Written instruction - Format the lines below as a numbered list with blank lines omitted, beginning at the line containing "q=three-lobed leaf&mode=box" and continuing through the final line. Leave the pictures out of the list.

Provided records -
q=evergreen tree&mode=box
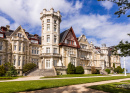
[67,62,75,74]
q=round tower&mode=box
[40,8,61,69]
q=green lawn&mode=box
[0,76,130,93]
[0,77,19,80]
[89,80,130,93]
[41,74,104,78]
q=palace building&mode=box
[0,8,121,75]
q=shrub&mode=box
[105,69,110,74]
[23,63,37,73]
[96,69,100,74]
[91,66,97,74]
[67,62,75,74]
[0,65,6,76]
[75,66,84,74]
[6,66,17,77]
[114,66,124,73]
[113,63,115,68]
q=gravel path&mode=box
[19,78,130,93]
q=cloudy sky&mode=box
[0,0,130,72]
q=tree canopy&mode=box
[98,0,130,17]
[112,35,130,57]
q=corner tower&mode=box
[40,8,61,69]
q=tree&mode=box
[97,0,130,17]
[114,66,124,73]
[0,65,6,76]
[75,66,84,74]
[113,63,115,68]
[105,69,110,74]
[23,63,37,73]
[6,65,17,77]
[67,62,75,74]
[112,37,130,57]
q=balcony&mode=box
[42,53,61,57]
[12,36,25,41]
[79,48,92,52]
[80,57,90,60]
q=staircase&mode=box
[100,69,108,75]
[27,69,56,76]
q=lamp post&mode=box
[124,57,127,76]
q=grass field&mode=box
[0,76,130,93]
[89,80,130,93]
[41,74,104,78]
[0,77,19,80]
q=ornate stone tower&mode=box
[40,8,61,69]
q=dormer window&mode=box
[0,33,3,38]
[47,24,50,31]
[54,25,56,31]
[31,40,38,44]
[18,33,22,37]
[54,20,56,24]
[47,19,50,23]
[0,41,3,50]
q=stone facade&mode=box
[0,8,120,73]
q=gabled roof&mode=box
[0,26,41,44]
[59,27,80,48]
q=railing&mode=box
[79,48,92,52]
[54,66,66,69]
[23,66,38,76]
[84,66,102,69]
[42,53,61,56]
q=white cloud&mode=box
[101,1,113,10]
[0,0,82,27]
[0,16,10,26]
[121,57,130,72]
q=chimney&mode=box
[25,32,29,36]
[50,8,54,14]
[34,34,38,38]
[6,25,10,31]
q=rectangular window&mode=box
[14,41,17,50]
[47,35,50,42]
[54,36,56,43]
[18,33,22,37]
[0,41,3,50]
[54,20,56,24]
[22,56,25,66]
[13,55,16,65]
[0,34,3,37]
[0,56,2,65]
[54,60,57,66]
[46,60,50,68]
[47,24,50,31]
[67,40,71,45]
[32,47,39,54]
[54,48,57,53]
[19,43,21,51]
[47,19,50,23]
[18,56,21,66]
[54,25,56,31]
[46,47,50,53]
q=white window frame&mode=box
[54,35,57,43]
[47,35,50,42]
[0,41,3,50]
[46,47,50,53]
[53,48,57,53]
[47,24,50,31]
[0,55,2,65]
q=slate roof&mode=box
[0,28,41,44]
[60,29,70,43]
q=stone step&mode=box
[27,69,56,76]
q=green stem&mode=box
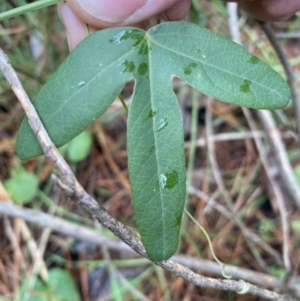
[118,94,128,115]
[0,0,61,21]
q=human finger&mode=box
[67,0,190,28]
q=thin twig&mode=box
[257,21,300,146]
[205,99,267,271]
[0,200,300,297]
[228,3,292,273]
[0,49,292,300]
[258,111,292,273]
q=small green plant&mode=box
[16,268,80,301]
[0,2,290,261]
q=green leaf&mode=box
[67,131,92,163]
[17,22,290,260]
[4,168,39,204]
[16,268,80,301]
[48,268,80,301]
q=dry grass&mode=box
[0,0,300,301]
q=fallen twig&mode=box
[0,49,293,300]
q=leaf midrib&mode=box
[148,35,286,98]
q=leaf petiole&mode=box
[118,94,128,115]
[0,0,61,21]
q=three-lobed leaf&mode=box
[17,22,290,261]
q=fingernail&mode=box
[59,4,86,51]
[76,0,146,23]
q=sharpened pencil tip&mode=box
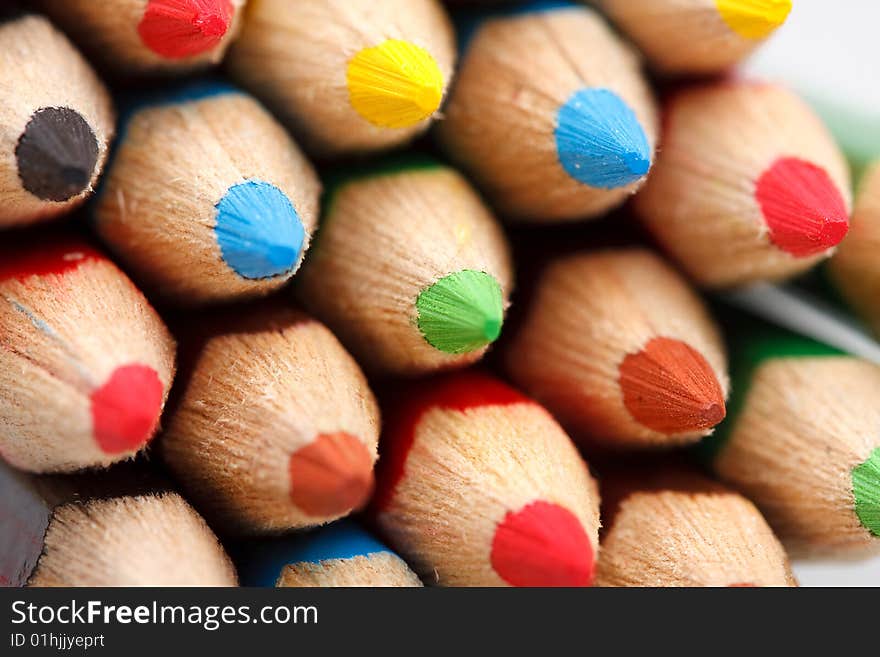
[346,39,444,128]
[715,0,791,40]
[138,0,234,59]
[618,337,726,434]
[491,501,595,586]
[852,447,880,537]
[755,157,849,258]
[90,365,164,454]
[289,432,373,517]
[555,89,652,189]
[416,269,504,354]
[15,107,98,202]
[214,180,305,280]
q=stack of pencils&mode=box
[0,0,880,587]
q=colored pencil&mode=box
[437,2,657,222]
[0,234,175,472]
[36,0,246,76]
[240,520,422,587]
[703,325,880,556]
[596,467,797,587]
[505,249,728,448]
[227,0,455,155]
[829,162,880,334]
[162,305,379,534]
[372,372,599,586]
[0,12,114,228]
[297,160,512,375]
[594,0,792,74]
[94,81,320,304]
[635,81,850,287]
[0,461,237,587]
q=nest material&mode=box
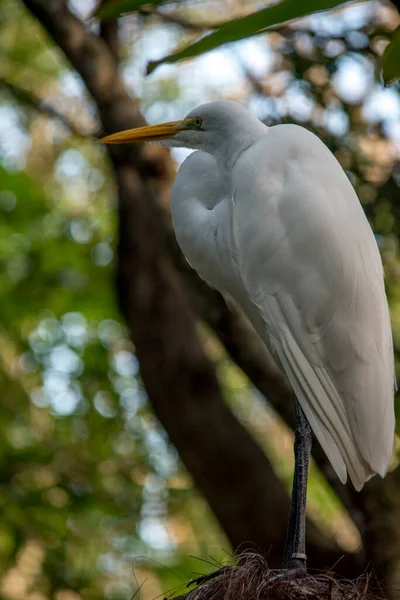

Task output -
1. q=three-lobed leaf&mode=box
2. [17,22,290,261]
3. q=fingernail&mode=box
4. [59,4,86,51]
5. [76,0,146,23]
6. q=sharpened pencil tip&mode=box
7. [346,39,444,128]
8. [715,0,791,40]
9. [138,0,234,59]
10. [618,337,726,434]
11. [491,501,595,586]
12. [852,447,880,537]
13. [755,157,849,258]
14. [90,365,164,454]
15. [289,432,373,517]
16. [555,89,652,189]
17. [416,269,504,354]
18. [15,107,98,202]
19. [214,180,305,280]
20. q=stack of pencils&mode=box
21. [0,0,880,587]
22. q=colored pencil&mode=box
23. [437,2,657,222]
24. [0,234,175,472]
25. [36,0,246,76]
26. [240,520,422,587]
27. [703,325,880,556]
28. [596,467,797,587]
29. [505,249,728,448]
30. [227,0,455,155]
31. [829,162,880,334]
32. [162,305,379,534]
33. [372,372,599,586]
34. [0,12,114,228]
35. [297,160,512,375]
36. [594,0,792,74]
37. [94,81,320,304]
38. [635,81,850,287]
39. [0,461,237,587]
40. q=nest material&mode=box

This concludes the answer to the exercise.